## Texto extraído:
Como descendemos de um pequeno grupo de hominídeos africanos e o isolamento
favorece o acúmulo de semelhanças genéticas, traços externos como a cor da
pele, dos olhos e dos cabelos tornaram-se característicos de determinadas
populações.
Mas
seria possível estabelecer critérios genéticos mais objetivos para definir o
que chamamos de raça? Em outras palavras: além dessa meia dúzia de aspectos
identificáveis externamente, o que diferenciaria um negro de um branco ou de um
asiático?
Para
determinar o grau de parentesco entre dois indivíduos, os geneticistas modernos
fazem comparações entre certos genes contidos no DNA de cada um. Lembrando que
os genes nada mais são do que pequenos fragmentos da molécula de DNA, a
tecnologia atual permite que semelhanças e disparidades porventura existentes
entre dois genes sejam detectadas com precisão.
Tecnicamente,
essas diferenças recebem o nome de polimorfismos. É na análise desses
polimorfismos que se baseia o teste de DNA para exclusão de paternidade, por
exemplo.
Na
Universidade de Stanford, Noah Rosemberg e Jonathan Pritchard testaram 375
polimorfismos genéticos em 52 grupos de habitantes da Ásia, África, Europa e
das Américas. Através da comparação, conseguiram dividi-los em cinco grupos
étnicos cujos ancestrais estiveram isolados por barreiras geográficas, como
desertos extensos, montanhas intransponíveis ou oceanos: os africanos da região
abaixo do deserto do Saara, os asiáticos do leste, os europeus e asiáticos que
vivem a oeste dos Himalaias, os habitantes da Nova Guiné e Melanésia e os
indígenas das Américas.
No
entanto, quando os autores tentaram atribuir identidade genética aos habitantes
do sul da Índia, verificaram que seus traços eram comuns a europeus e a
asiáticos, observação consistente com a influência exercida por esses povos
naquela área do país.
A
conclusão é que só é possível identificar grupos de indivíduos com semelhanças
genéticas ligadas a suas origens geográficas quando descendem de populações
isoladas por barreiras que impediram a miscigenação.
Mas
o conceito popular de raça está distante da complexidade das análises de
polimorfismos genéticos: para o povo, raça é questão de cor da pele, tipo de
cabelo e traços fisionômicos.
Nada
mais primário! Essas características sofreram forte influência do processo de
seleção natural que, no decorrer da evolução de nossa espécie, eliminou os
menos aptos. Pessoas com mesma cor de pele podem apresentar profundas
divergências genéticas, como é o caso de um negro brasileiro comparado com um
aborígene australiano ou com um árabe de pele escura.

## Suas tarefas:
- 1) No texto sobre genética e raça, quantos polimorfismos genéticos Noah Rosemberg e Jonathan Pritchard testaram?
- 2) Relacione os cinco grupos étnicos em que, segundo o texto sobre genética e raça, os pesquisadores de Stanford conseguiram dividir os habitantes estudados.
O material que vem depois deste ponto não tem relação com o texto sobre genética e raça.

(Entradas de dados coletados)
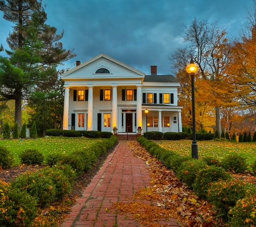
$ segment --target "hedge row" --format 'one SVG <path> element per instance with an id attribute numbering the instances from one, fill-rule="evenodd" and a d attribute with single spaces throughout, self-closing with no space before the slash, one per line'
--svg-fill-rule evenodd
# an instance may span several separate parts
<path id="1" fill-rule="evenodd" d="M 77 176 L 88 171 L 99 156 L 107 149 L 114 147 L 117 141 L 116 137 L 112 136 L 103 143 L 98 142 L 89 149 L 73 151 L 67 155 L 50 154 L 46 157 L 49 166 L 45 168 L 35 172 L 27 171 L 10 184 L 0 181 L 0 226 L 31 226 L 38 216 L 38 208 L 47 207 L 69 193 Z M 8 162 L 6 160 L 9 160 L 9 152 L 3 148 L 0 147 L 0 151 L 3 151 L 1 154 L 4 162 Z M 23 154 L 24 159 L 27 162 L 34 162 L 38 152 L 27 151 Z M 2 156 L 0 163 L 3 163 Z M 41 158 L 39 159 L 41 161 Z"/>
<path id="2" fill-rule="evenodd" d="M 110 132 L 99 132 L 99 131 L 75 131 L 60 130 L 59 129 L 49 129 L 46 130 L 45 134 L 49 136 L 65 136 L 67 137 L 80 137 L 84 136 L 87 138 L 109 138 L 113 133 Z"/>
<path id="3" fill-rule="evenodd" d="M 144 133 L 143 136 L 148 139 L 167 140 L 179 140 L 180 139 L 192 139 L 192 134 L 188 132 L 161 132 L 152 131 Z M 197 140 L 211 140 L 213 139 L 214 134 L 212 133 L 198 132 L 196 133 Z"/>
<path id="4" fill-rule="evenodd" d="M 137 141 L 197 195 L 208 200 L 214 205 L 217 215 L 229 226 L 256 225 L 255 185 L 236 180 L 230 173 L 248 171 L 249 166 L 243 156 L 228 154 L 222 161 L 210 157 L 197 160 L 162 148 L 142 136 Z M 251 167 L 256 174 L 256 160 Z"/>

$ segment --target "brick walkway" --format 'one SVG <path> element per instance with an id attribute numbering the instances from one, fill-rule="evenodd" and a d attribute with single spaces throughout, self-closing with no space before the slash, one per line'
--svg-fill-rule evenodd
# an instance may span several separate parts
<path id="1" fill-rule="evenodd" d="M 112 208 L 113 202 L 133 201 L 130 198 L 134 193 L 140 188 L 150 186 L 151 179 L 145 163 L 133 155 L 126 143 L 119 142 L 108 156 L 100 171 L 84 190 L 83 196 L 77 200 L 62 227 L 141 226 L 131 216 L 127 218 L 124 215 L 105 210 Z M 179 226 L 174 219 L 169 221 L 162 219 L 158 224 Z"/>

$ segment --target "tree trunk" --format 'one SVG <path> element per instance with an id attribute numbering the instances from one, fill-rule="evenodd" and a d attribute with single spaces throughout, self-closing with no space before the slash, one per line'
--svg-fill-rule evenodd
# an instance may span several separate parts
<path id="1" fill-rule="evenodd" d="M 222 125 L 220 124 L 220 108 L 215 107 L 215 115 L 216 120 L 216 130 L 219 132 L 219 138 L 222 135 Z"/>

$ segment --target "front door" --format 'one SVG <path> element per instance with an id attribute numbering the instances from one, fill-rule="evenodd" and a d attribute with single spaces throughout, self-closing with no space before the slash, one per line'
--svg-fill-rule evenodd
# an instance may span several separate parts
<path id="1" fill-rule="evenodd" d="M 126 113 L 126 132 L 133 132 L 133 113 Z"/>

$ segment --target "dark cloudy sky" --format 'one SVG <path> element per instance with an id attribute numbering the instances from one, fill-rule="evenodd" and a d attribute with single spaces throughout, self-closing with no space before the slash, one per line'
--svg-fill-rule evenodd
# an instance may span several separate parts
<path id="1" fill-rule="evenodd" d="M 157 66 L 158 74 L 170 73 L 168 56 L 185 46 L 181 37 L 182 24 L 219 20 L 230 37 L 237 36 L 252 0 L 43 0 L 46 23 L 64 30 L 65 49 L 74 49 L 76 60 L 84 62 L 103 53 L 146 74 Z M 6 38 L 12 24 L 0 12 L 0 44 L 8 48 Z M 3 54 L 3 52 L 1 52 Z M 1 53 L 0 53 L 1 54 Z"/>

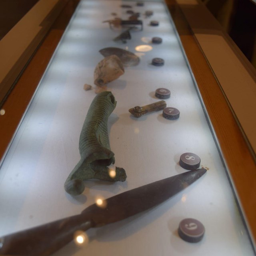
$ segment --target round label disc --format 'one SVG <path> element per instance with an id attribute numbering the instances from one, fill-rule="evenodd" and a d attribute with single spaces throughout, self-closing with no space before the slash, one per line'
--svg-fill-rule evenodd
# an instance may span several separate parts
<path id="1" fill-rule="evenodd" d="M 166 119 L 175 120 L 180 117 L 180 111 L 175 108 L 166 108 L 163 110 L 163 116 Z"/>
<path id="2" fill-rule="evenodd" d="M 155 95 L 159 99 L 168 99 L 171 96 L 171 92 L 165 88 L 158 88 L 156 90 Z"/>
<path id="3" fill-rule="evenodd" d="M 204 232 L 204 225 L 197 220 L 192 218 L 182 220 L 178 230 L 180 238 L 190 243 L 196 243 L 202 240 Z"/>
<path id="4" fill-rule="evenodd" d="M 187 152 L 180 156 L 180 165 L 186 170 L 196 170 L 200 166 L 201 159 L 195 154 Z"/>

## Respostas às tarefas:
- 1) Eles testaram 375 polimorfismos genéticos.

- 2)
- Os africanos da região abaixo do deserto do Saara
- Os asiáticos do leste
- Os europeus e asiáticos que vivem a oeste dos Himalaias
- Os habitantes da Nova Guiné e Melanésia
- Os indígenas das Américas